Drop the pictures from the entries below, then reproduce the rest exactly.

Data shown:
____________

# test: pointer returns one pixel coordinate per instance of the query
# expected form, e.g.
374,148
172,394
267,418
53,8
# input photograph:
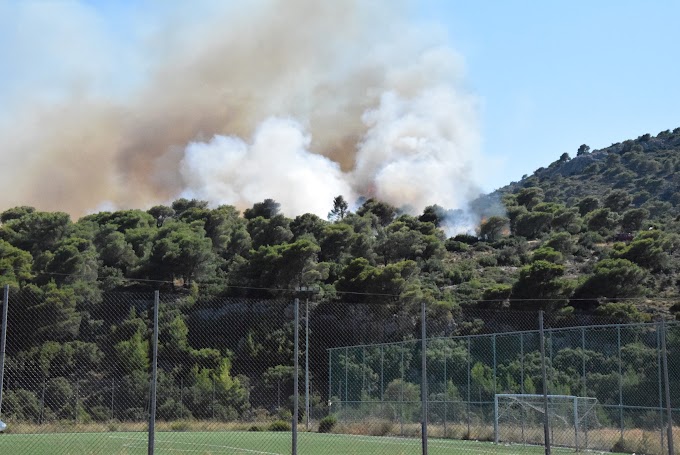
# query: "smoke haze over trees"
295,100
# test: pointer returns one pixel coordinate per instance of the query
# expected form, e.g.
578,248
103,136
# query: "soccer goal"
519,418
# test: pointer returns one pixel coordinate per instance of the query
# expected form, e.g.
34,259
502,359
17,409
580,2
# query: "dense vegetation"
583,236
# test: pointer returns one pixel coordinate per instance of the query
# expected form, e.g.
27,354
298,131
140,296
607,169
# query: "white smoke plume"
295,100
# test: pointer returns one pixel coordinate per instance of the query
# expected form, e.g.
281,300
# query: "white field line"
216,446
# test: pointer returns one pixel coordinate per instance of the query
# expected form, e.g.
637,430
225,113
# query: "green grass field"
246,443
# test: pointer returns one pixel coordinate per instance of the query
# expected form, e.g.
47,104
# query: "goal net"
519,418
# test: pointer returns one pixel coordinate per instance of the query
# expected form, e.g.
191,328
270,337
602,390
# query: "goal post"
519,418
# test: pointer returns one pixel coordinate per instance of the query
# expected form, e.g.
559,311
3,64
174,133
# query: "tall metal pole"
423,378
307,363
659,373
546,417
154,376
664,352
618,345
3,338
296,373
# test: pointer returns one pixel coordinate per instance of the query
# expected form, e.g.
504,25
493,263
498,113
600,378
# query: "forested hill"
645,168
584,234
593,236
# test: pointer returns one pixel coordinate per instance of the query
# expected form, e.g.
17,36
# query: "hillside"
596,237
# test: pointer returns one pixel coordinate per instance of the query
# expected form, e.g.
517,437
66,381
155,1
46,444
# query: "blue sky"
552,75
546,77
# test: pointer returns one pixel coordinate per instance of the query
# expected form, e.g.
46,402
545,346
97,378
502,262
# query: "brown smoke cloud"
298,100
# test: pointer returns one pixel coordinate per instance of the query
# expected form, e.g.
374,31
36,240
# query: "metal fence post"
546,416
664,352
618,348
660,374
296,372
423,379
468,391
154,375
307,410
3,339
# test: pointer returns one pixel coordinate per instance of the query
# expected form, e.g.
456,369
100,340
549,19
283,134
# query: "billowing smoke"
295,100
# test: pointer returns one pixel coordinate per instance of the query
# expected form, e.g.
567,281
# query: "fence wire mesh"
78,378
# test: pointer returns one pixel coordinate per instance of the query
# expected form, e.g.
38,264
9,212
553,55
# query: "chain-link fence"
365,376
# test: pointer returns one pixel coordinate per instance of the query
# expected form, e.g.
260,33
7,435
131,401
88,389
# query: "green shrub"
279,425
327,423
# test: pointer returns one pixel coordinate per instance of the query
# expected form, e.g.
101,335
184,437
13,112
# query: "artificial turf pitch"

____________

Result below:
# test: pointer returns one pixel coordinate per instance of the query
# expected form, e.g.
374,148
172,394
267,418
53,8
# input photograph:
# query: "smoke haze over trees"
295,100
# test: pointer returns one pixel coordinate per instance of the query
# expected form, e.g.
578,248
103,136
# query: "soccer goal"
519,418
# test: pointer returns one pixel coordinate per instance of the query
# expected form, e.g.
34,259
502,359
17,409
580,2
# query: "dense vegetation"
583,236
# test: pointer returns one pixel coordinate per instance of the query
# expected form, e.g.
27,354
298,131
140,296
607,169
# query: "white smoke plume"
295,100
# test: pointer returns one pixel coordinate per instance of the query
# expected form, e.g.
281,300
# query: "white field line"
216,446
# test: pointer returns one pixel coordinate per instance of the query
# expected form, e.g.
637,430
225,113
# query: "green grass field"
246,443
# test: pointer returns one pixel coordinate per instance of the query
# expected form, e.g.
47,104
# query: "goal net"
519,418
# test: pointer returns one pixel coordinate per instance of the query
# expected form, e.g.
191,328
270,337
602,390
# query: "goal post"
519,418
# test: pointer returns one pixel coordinate per instance of the query
# expected form, e.g.
559,311
3,64
174,133
# query: "tall metal pole"
423,378
307,363
659,373
546,417
154,376
664,352
618,345
3,338
296,373
# test: pointer returns one pixel coordinate per instance of the query
# expected form, e.g.
504,25
493,263
498,113
600,378
# query: "forested hill"
645,168
584,234
593,236
# test: pointer returns one pixel coordinate per instance of the query
# expected form, e.g.
17,36
# query: "hillside"
596,237
# test: pointer returns one pixel coordinate per instance of the query
# expected form, e.g.
517,437
66,381
155,1
46,444
# query: "blue sky"
552,75
546,77
# test: pointer returns one pixel coordinate per instance of the query
# expected form, e.g.
46,402
545,346
97,378
502,262
# query: "brown smoke cloud"
298,100
# test: pointer returns one pixel coordinate per instance of the query
# expected form, e.g.
374,31
36,240
# query: "metal fence post"
546,416
664,352
618,348
660,374
296,372
423,379
468,391
154,375
307,410
3,339
# test: pointer returns one pixel coordinate per instance of the query
# expected form, e.g.
456,369
100,340
549,19
283,134
# query: "billowing smoke"
295,100
# test: pointer returns one pixel coordinate per instance of the query
# expected form, e.g.
567,281
# query: "fence wire mesh"
78,378
# test: pointer returns one pixel coordinate per instance of the query
# expected form, e.g.
38,264
9,212
553,55
# query: "chain-link fence"
365,376
# test: pointer returns one pixel coordinate per instance of the query
# expected form, e.g.
260,33
7,435
131,401
88,389
# query: "green shrub"
279,425
327,423
# test: pointer returns one pixel coordinate per instance of the query
# expected form, e.g.
101,335
184,437
13,112
# query: "artificial turf pitch"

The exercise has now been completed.